PROBLEM – Find the word "positive" in the data below and copy each line that holds it.

* * * * * * *

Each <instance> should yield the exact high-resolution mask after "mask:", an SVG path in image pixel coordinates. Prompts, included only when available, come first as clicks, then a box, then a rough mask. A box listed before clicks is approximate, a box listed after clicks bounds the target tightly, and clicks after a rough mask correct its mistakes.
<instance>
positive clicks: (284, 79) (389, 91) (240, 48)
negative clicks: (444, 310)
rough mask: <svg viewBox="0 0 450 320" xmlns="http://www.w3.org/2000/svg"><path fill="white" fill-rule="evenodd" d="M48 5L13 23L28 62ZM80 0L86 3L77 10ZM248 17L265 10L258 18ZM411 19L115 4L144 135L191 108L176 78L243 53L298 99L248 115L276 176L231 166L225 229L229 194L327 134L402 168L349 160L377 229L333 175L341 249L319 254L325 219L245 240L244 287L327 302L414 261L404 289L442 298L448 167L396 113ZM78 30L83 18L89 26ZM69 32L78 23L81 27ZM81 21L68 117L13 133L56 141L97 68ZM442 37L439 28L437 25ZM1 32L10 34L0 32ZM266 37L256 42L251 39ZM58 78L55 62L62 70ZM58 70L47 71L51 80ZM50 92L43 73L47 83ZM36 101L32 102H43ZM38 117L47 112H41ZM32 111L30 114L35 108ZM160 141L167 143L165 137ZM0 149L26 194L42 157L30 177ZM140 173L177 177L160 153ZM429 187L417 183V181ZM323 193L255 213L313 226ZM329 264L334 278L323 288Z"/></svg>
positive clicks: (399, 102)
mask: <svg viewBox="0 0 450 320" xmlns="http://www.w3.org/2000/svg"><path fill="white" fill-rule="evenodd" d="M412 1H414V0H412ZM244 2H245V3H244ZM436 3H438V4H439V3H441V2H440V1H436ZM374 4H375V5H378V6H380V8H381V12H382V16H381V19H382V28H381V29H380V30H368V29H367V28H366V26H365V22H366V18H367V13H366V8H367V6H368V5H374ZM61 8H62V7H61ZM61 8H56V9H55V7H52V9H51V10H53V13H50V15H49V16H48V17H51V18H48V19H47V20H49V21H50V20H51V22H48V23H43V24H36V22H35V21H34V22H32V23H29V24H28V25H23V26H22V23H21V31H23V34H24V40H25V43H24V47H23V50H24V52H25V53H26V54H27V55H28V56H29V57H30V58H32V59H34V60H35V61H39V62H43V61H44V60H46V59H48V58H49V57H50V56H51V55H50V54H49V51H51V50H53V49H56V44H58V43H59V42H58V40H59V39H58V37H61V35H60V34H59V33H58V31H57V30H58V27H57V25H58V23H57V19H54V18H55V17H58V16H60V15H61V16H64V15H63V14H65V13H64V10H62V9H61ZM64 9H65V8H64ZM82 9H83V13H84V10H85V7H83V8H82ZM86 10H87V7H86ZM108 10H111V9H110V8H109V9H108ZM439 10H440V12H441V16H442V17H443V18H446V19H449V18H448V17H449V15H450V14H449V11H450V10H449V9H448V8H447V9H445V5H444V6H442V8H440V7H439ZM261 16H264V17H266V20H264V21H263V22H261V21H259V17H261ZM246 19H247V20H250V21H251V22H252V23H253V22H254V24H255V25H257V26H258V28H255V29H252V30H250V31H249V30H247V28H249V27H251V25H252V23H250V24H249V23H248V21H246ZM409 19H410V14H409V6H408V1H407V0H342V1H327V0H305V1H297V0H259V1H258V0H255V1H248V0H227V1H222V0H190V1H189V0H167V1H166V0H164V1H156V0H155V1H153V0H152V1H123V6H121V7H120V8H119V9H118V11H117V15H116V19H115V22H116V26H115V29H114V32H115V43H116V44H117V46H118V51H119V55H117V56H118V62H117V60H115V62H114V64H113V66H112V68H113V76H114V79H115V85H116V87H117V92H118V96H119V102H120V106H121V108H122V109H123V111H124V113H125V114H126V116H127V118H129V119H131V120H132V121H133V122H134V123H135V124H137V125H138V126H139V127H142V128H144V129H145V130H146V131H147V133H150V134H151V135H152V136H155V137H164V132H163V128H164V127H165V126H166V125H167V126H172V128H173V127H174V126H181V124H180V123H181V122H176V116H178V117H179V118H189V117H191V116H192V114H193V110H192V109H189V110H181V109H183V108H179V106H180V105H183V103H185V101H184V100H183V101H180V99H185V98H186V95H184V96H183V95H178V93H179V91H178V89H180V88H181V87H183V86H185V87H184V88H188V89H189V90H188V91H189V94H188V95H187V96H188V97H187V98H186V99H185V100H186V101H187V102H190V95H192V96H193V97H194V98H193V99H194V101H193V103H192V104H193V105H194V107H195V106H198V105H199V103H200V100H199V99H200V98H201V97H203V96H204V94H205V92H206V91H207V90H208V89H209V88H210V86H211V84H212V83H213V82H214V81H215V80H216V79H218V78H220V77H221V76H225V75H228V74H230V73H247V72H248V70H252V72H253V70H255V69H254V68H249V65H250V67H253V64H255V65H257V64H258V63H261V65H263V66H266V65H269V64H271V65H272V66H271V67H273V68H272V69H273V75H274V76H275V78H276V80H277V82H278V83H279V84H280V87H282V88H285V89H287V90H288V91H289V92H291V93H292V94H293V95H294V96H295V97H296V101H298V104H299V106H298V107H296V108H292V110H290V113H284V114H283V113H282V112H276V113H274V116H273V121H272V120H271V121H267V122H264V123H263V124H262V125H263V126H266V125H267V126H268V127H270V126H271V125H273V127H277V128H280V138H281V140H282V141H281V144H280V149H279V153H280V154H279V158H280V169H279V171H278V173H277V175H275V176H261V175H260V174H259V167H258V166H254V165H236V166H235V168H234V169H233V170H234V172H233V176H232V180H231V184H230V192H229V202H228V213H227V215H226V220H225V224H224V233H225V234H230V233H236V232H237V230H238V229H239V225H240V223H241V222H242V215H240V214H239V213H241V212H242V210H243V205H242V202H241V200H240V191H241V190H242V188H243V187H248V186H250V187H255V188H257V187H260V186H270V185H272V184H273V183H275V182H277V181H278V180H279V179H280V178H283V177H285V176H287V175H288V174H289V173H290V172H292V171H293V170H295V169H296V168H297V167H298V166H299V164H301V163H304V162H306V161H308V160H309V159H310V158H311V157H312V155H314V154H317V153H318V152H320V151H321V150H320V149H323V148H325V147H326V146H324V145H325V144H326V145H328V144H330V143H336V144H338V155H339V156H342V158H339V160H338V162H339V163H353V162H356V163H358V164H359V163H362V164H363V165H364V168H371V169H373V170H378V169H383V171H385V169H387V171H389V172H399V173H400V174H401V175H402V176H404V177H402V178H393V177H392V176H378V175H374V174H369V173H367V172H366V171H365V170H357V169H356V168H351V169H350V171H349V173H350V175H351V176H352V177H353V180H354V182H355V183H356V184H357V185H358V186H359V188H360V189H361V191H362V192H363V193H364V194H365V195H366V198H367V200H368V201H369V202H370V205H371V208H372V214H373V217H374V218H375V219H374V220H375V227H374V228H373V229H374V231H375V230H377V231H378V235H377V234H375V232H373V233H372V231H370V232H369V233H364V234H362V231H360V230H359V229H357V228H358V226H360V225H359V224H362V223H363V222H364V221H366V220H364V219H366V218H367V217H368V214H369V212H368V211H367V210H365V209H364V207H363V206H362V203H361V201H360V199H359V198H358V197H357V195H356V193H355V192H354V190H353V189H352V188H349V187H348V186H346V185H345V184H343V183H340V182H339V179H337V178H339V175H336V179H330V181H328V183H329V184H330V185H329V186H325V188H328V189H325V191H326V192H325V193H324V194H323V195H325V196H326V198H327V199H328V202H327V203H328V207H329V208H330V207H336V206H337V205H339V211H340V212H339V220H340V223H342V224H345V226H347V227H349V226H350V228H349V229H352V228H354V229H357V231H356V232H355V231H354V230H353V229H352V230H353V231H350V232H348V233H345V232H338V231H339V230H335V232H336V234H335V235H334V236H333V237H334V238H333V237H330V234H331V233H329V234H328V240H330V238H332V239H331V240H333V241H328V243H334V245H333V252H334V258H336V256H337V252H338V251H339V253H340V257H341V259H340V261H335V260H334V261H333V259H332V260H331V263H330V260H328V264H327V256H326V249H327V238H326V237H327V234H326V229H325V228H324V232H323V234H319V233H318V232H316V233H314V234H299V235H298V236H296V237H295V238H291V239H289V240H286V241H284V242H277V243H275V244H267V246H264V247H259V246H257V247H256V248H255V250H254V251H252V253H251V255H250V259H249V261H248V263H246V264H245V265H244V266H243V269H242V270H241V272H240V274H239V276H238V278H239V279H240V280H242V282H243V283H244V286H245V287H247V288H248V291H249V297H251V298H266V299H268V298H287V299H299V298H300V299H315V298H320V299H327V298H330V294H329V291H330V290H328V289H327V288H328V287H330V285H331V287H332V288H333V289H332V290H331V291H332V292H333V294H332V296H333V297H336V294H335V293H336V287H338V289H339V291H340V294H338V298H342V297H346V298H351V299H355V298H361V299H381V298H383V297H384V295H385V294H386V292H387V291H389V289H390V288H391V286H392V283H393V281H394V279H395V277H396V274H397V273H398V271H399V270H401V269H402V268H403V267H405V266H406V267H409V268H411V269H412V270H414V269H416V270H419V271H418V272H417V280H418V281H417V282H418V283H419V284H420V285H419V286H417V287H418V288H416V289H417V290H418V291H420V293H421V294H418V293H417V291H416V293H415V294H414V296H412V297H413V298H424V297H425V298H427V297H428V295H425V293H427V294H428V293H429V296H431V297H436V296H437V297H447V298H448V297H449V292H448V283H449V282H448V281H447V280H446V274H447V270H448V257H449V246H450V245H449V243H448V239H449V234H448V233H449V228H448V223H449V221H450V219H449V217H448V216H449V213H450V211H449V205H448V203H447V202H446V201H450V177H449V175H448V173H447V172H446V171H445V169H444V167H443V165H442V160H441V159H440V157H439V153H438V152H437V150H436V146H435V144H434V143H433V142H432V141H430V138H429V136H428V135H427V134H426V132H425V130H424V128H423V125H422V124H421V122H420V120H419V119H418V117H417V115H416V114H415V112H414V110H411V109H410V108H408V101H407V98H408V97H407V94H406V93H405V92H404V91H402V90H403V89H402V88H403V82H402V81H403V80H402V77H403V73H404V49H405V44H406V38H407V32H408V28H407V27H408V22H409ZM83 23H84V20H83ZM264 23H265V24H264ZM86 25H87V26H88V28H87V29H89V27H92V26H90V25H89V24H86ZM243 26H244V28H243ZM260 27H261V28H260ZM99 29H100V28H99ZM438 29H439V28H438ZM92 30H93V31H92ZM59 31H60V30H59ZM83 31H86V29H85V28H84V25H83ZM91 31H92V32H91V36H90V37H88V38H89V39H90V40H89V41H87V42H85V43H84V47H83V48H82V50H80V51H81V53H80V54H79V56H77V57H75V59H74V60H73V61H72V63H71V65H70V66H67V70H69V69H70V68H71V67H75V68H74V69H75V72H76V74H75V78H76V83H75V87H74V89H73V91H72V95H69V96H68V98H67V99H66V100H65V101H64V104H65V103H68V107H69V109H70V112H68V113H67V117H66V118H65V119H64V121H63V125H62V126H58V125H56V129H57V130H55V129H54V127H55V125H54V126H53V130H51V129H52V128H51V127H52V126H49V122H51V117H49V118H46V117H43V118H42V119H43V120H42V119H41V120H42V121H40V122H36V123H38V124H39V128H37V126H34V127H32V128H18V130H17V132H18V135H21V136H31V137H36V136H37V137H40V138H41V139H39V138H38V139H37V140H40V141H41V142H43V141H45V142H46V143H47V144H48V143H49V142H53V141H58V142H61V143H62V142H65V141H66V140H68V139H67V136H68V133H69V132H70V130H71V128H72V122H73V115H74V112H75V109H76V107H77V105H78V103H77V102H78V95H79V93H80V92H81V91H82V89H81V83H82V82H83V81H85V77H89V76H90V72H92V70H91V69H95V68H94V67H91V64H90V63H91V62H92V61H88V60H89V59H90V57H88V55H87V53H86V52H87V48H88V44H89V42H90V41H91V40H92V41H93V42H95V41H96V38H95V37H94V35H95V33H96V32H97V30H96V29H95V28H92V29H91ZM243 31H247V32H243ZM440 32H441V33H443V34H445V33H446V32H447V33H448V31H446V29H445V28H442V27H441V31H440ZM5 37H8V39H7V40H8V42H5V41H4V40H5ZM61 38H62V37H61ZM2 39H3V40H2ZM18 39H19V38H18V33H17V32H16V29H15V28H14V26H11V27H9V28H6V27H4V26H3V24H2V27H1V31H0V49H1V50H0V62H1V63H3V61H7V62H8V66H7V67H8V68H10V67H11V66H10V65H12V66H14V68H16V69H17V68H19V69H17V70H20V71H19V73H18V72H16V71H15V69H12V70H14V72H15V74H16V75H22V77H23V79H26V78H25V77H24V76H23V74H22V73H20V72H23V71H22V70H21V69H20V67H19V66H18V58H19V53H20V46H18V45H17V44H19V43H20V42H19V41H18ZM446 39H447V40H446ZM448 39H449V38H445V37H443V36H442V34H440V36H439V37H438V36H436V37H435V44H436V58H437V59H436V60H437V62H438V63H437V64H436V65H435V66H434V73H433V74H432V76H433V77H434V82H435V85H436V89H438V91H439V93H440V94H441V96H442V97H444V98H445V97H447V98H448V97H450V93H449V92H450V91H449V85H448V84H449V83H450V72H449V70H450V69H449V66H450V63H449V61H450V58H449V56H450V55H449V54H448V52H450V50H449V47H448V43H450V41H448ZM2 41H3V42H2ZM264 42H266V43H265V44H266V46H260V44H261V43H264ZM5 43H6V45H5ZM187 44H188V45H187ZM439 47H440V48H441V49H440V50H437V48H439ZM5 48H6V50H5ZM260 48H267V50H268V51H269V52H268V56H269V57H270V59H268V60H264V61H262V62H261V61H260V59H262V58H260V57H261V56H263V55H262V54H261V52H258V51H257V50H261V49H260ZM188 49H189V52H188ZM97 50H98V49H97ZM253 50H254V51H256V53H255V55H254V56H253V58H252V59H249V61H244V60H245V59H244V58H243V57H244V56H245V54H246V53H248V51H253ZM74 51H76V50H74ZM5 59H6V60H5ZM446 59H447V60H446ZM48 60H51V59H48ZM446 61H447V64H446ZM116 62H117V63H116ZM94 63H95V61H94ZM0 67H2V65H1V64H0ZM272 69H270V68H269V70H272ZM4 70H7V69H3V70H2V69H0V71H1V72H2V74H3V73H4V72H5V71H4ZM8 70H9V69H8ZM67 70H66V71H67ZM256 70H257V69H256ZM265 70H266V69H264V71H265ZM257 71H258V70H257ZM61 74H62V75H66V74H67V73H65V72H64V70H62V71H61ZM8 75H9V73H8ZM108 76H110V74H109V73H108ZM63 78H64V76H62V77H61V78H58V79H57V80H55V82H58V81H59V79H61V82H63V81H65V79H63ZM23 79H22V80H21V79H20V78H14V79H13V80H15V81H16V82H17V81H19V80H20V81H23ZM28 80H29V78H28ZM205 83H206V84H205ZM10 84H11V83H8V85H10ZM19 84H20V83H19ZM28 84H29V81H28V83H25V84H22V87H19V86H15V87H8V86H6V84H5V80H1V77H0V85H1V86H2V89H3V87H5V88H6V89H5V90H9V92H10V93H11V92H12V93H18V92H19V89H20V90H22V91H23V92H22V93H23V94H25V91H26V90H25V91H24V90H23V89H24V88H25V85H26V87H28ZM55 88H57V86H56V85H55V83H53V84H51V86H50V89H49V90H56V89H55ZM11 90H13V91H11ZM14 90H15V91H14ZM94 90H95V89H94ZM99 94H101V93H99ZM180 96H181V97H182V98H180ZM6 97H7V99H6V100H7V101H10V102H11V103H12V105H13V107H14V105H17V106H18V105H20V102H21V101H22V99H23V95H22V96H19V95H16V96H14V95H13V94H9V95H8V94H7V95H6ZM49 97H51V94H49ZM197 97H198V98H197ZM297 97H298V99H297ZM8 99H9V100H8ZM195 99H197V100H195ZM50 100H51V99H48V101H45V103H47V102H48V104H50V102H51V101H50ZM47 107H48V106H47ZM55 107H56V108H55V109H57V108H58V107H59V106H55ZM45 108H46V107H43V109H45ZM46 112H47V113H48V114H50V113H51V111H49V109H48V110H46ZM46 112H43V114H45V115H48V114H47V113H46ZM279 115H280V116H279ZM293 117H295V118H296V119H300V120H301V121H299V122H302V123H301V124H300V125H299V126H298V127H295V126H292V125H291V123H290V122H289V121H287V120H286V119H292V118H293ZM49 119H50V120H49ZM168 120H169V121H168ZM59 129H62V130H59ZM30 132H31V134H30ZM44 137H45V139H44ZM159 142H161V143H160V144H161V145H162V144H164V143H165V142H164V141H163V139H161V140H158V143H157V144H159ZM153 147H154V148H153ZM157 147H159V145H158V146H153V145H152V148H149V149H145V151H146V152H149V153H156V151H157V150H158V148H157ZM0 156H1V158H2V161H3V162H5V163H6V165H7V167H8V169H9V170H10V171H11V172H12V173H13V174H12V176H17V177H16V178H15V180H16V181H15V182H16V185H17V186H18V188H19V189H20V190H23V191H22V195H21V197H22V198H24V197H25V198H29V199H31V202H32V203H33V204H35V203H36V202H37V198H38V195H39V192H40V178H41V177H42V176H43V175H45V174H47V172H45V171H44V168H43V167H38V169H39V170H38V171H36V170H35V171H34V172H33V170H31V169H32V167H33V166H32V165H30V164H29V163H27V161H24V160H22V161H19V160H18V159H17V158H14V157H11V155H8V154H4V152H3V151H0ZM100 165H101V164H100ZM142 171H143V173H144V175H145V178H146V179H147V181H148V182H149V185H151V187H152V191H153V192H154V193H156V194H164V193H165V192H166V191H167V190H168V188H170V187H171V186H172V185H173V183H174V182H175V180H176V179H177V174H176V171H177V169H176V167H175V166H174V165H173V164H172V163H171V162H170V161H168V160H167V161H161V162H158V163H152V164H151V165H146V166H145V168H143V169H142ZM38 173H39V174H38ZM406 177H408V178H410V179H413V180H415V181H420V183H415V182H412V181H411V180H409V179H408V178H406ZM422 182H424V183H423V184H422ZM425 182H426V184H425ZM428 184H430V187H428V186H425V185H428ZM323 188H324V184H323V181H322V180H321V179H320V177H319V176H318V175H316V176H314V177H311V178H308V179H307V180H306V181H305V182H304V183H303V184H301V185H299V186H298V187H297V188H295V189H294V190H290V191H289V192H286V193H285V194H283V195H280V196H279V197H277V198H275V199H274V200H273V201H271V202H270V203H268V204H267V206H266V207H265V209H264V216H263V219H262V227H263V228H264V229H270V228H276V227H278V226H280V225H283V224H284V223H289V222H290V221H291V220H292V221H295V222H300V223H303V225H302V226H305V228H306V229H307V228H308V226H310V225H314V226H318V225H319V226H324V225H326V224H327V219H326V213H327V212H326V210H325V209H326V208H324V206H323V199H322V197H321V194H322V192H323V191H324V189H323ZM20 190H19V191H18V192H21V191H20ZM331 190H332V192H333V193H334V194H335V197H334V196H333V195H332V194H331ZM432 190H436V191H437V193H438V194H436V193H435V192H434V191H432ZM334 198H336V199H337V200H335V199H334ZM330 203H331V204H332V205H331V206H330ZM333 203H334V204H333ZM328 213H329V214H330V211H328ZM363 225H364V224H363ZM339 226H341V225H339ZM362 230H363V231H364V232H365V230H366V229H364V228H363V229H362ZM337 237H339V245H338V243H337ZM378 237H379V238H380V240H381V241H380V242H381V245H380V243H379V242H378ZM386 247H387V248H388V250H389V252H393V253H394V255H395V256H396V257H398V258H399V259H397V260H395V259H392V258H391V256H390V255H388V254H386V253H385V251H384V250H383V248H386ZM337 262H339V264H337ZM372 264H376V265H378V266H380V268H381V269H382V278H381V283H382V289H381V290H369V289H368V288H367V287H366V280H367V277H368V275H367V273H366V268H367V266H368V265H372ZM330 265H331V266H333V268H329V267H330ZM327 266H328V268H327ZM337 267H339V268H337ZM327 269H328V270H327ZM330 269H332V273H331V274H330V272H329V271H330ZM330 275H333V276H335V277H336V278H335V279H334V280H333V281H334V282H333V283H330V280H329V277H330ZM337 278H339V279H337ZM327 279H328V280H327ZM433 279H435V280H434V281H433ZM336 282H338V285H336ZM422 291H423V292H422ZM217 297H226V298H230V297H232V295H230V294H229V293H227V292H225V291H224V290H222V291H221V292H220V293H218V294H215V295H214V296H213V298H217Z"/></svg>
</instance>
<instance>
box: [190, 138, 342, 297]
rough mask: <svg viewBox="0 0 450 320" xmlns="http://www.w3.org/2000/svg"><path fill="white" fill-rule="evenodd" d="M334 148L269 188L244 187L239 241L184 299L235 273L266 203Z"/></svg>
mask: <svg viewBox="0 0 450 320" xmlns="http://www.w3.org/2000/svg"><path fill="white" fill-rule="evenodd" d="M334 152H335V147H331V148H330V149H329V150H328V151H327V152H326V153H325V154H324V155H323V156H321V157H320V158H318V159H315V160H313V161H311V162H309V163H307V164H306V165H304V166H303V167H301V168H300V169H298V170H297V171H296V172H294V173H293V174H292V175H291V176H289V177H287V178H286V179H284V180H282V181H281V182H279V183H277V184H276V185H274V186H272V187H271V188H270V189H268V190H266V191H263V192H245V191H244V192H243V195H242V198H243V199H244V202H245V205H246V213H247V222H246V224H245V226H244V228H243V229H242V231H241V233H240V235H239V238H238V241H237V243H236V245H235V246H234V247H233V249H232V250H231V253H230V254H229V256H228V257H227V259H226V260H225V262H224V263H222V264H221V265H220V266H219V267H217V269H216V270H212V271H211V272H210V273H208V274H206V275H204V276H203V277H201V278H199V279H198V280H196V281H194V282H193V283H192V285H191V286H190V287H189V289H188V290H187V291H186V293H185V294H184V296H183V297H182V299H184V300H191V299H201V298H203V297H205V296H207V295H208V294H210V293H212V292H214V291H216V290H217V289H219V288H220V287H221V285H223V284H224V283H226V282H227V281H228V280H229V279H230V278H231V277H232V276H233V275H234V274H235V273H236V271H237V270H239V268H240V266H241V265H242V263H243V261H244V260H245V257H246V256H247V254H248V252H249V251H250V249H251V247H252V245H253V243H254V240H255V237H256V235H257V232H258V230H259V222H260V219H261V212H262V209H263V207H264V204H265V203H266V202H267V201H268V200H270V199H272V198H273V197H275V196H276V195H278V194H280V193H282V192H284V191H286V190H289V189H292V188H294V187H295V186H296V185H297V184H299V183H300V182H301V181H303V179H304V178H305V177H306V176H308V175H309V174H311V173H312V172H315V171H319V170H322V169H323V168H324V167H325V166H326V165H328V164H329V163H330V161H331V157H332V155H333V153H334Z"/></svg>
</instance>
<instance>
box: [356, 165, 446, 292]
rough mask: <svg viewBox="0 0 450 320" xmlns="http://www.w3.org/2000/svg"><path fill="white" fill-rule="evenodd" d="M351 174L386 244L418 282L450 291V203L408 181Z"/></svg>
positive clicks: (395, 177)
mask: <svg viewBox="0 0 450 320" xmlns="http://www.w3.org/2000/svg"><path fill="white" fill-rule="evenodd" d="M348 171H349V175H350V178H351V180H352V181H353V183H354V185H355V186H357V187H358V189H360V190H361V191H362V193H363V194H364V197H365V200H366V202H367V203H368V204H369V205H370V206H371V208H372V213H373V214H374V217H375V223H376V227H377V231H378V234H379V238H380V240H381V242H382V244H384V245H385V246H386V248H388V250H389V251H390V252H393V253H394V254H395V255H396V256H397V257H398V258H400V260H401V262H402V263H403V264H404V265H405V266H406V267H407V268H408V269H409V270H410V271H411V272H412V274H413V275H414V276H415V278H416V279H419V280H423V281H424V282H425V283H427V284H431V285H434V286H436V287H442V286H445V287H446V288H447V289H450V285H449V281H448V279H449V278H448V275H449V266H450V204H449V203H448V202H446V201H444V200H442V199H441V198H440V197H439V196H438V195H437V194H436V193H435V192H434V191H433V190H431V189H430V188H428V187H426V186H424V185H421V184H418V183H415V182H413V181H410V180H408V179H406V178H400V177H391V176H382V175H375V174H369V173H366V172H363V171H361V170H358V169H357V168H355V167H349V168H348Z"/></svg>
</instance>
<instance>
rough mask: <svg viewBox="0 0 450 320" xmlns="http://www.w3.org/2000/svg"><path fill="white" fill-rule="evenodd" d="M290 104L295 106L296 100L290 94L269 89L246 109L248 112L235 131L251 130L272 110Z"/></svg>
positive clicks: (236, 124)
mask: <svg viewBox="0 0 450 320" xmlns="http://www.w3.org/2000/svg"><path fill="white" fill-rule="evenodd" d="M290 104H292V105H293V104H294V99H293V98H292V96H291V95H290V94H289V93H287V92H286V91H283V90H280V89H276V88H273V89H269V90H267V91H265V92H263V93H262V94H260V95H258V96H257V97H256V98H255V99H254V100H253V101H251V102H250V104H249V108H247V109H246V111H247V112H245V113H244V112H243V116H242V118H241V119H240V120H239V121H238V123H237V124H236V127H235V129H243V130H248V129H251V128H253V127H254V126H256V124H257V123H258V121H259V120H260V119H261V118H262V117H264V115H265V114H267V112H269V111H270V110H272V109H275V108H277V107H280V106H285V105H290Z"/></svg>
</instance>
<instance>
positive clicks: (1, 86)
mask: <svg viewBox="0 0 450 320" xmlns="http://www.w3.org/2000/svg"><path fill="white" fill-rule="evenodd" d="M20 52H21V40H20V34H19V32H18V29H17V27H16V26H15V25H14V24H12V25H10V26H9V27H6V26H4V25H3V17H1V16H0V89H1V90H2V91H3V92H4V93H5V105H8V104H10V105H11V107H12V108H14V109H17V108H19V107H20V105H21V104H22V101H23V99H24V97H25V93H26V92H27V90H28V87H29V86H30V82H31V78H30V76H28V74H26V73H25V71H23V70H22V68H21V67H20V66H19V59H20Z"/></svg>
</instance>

* * * * * * *

RESULT FOR THIS EXERCISE –
positive clicks: (284, 79) (389, 91) (240, 48)
positive clicks: (399, 102)
positive clicks: (395, 177)
positive clicks: (236, 124)
positive clicks: (1, 86)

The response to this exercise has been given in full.